Problem requirements: Extract each line of the listing below that contains the string "target", and copy every such line in full.

--- START Records supplied ---

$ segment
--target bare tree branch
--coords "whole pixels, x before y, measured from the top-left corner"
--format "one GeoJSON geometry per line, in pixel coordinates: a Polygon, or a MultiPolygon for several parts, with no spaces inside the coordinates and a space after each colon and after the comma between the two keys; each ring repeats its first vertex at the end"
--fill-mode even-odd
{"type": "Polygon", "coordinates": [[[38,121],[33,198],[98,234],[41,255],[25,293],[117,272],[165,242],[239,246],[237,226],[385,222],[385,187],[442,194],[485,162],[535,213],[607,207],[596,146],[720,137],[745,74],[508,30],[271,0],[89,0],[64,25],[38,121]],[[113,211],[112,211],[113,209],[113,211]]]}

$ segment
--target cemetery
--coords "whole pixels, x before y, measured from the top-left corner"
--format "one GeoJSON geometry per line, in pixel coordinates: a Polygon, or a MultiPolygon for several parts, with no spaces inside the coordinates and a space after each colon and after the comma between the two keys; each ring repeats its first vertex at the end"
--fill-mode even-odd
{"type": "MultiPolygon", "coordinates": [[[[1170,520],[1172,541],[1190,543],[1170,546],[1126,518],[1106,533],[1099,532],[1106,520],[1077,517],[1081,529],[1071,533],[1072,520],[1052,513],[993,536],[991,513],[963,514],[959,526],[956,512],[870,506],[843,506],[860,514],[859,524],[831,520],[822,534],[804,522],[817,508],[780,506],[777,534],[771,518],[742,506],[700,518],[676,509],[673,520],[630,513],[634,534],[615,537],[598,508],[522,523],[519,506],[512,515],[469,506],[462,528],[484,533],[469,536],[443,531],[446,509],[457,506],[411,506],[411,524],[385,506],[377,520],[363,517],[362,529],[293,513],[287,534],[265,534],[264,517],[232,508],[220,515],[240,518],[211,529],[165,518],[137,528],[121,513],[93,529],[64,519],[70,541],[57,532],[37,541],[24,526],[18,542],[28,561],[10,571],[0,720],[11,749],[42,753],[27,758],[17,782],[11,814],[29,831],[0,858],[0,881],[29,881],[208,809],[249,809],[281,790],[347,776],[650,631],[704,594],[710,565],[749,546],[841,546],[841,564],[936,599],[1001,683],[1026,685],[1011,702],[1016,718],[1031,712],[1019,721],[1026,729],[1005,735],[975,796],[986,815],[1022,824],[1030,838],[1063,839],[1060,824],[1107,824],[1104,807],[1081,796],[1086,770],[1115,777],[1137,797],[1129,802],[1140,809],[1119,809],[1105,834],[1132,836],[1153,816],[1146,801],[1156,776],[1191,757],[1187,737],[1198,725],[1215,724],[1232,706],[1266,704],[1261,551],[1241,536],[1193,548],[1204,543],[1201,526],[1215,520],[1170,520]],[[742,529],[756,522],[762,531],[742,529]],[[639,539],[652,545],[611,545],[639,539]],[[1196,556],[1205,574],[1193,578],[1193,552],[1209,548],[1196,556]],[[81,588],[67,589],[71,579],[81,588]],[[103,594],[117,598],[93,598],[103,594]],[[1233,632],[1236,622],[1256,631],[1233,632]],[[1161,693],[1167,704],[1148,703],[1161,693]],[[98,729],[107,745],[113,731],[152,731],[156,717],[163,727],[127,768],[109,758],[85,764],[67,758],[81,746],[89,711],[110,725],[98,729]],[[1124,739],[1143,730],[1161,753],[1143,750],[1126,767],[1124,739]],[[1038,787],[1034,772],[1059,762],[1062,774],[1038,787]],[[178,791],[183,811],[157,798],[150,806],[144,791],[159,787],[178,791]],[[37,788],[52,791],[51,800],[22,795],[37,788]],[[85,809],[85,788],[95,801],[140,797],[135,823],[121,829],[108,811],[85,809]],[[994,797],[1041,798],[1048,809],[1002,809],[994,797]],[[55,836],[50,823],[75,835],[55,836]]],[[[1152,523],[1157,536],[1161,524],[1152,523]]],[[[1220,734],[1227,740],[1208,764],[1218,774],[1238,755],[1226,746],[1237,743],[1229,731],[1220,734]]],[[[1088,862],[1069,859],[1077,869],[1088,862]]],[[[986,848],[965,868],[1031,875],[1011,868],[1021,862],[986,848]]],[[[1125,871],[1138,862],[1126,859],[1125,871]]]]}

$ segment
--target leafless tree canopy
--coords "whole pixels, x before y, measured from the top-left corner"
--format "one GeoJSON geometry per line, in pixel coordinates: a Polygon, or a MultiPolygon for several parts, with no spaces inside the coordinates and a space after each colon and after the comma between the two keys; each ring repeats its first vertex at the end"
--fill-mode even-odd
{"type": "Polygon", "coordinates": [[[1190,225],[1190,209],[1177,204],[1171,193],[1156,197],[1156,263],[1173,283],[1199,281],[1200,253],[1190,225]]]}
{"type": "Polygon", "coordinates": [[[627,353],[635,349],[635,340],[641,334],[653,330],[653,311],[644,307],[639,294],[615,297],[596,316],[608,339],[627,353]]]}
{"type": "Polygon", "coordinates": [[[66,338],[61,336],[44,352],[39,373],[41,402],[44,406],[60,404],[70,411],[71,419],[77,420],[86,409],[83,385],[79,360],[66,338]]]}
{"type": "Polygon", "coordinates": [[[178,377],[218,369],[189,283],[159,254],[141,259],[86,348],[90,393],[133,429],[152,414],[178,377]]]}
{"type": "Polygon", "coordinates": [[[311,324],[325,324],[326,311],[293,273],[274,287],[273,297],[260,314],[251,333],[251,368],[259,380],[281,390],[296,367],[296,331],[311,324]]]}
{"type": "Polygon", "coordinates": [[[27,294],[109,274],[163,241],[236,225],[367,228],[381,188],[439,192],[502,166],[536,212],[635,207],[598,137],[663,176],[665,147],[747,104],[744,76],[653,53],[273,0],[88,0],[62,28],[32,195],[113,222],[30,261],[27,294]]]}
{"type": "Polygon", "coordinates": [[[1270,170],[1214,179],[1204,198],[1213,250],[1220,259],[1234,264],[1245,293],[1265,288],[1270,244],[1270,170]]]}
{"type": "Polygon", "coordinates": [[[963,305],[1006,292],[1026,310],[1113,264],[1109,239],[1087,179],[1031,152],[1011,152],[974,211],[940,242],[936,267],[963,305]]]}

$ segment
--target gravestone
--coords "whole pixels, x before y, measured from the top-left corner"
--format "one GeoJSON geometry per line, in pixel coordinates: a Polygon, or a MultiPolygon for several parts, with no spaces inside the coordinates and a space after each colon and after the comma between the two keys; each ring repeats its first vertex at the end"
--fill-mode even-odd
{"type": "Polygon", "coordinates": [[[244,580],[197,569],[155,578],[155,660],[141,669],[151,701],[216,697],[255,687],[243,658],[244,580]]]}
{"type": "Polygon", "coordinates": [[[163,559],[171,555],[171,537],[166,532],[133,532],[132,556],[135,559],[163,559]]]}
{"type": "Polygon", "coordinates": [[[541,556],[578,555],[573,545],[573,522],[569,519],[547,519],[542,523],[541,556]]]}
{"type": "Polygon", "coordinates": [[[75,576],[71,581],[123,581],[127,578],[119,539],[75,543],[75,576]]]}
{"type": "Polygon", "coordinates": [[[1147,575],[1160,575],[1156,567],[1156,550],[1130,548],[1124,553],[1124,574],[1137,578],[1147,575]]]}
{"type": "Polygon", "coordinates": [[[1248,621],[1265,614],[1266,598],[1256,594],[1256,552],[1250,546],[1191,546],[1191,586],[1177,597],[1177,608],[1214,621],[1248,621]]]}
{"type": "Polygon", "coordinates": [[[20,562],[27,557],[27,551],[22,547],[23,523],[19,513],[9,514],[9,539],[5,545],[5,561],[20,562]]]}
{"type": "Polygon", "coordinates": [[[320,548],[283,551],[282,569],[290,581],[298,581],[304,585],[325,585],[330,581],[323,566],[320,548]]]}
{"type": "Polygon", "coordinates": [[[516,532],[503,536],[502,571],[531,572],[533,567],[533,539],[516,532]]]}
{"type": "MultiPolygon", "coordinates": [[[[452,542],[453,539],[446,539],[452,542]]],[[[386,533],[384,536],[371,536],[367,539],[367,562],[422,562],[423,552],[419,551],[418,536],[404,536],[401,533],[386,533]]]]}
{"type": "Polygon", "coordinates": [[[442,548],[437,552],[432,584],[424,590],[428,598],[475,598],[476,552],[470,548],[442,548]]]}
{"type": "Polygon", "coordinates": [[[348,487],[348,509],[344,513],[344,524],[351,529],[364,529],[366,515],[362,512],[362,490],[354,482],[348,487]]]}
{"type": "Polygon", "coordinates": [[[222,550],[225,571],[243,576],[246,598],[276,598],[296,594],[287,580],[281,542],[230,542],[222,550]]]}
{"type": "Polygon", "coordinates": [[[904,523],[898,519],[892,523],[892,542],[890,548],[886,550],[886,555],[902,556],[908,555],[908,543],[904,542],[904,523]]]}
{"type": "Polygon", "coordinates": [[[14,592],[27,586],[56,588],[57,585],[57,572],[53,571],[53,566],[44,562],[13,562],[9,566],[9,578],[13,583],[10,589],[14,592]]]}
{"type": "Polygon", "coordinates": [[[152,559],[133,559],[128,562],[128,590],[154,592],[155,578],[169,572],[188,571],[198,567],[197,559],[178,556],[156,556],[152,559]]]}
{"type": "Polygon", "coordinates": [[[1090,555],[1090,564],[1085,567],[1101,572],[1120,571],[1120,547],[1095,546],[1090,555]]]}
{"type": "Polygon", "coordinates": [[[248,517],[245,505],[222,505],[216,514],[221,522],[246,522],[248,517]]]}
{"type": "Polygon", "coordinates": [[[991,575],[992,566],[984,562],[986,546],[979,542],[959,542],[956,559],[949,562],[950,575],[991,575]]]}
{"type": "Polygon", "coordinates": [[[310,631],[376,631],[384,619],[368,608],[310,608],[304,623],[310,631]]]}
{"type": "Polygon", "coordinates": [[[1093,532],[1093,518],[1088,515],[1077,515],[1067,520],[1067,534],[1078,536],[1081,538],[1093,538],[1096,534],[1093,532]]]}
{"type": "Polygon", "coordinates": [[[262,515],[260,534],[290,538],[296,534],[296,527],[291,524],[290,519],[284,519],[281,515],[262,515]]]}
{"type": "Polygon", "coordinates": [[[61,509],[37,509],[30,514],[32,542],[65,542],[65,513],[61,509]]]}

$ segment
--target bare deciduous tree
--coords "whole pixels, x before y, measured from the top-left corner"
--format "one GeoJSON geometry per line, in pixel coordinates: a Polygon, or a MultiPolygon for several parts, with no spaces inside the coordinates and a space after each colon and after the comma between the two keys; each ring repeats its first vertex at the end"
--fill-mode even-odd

--- END Records supplied ---

Solution:
--target bare tree branch
--target cemetery
--target leafless tree canopy
--target gravestone
--target bare deciduous tree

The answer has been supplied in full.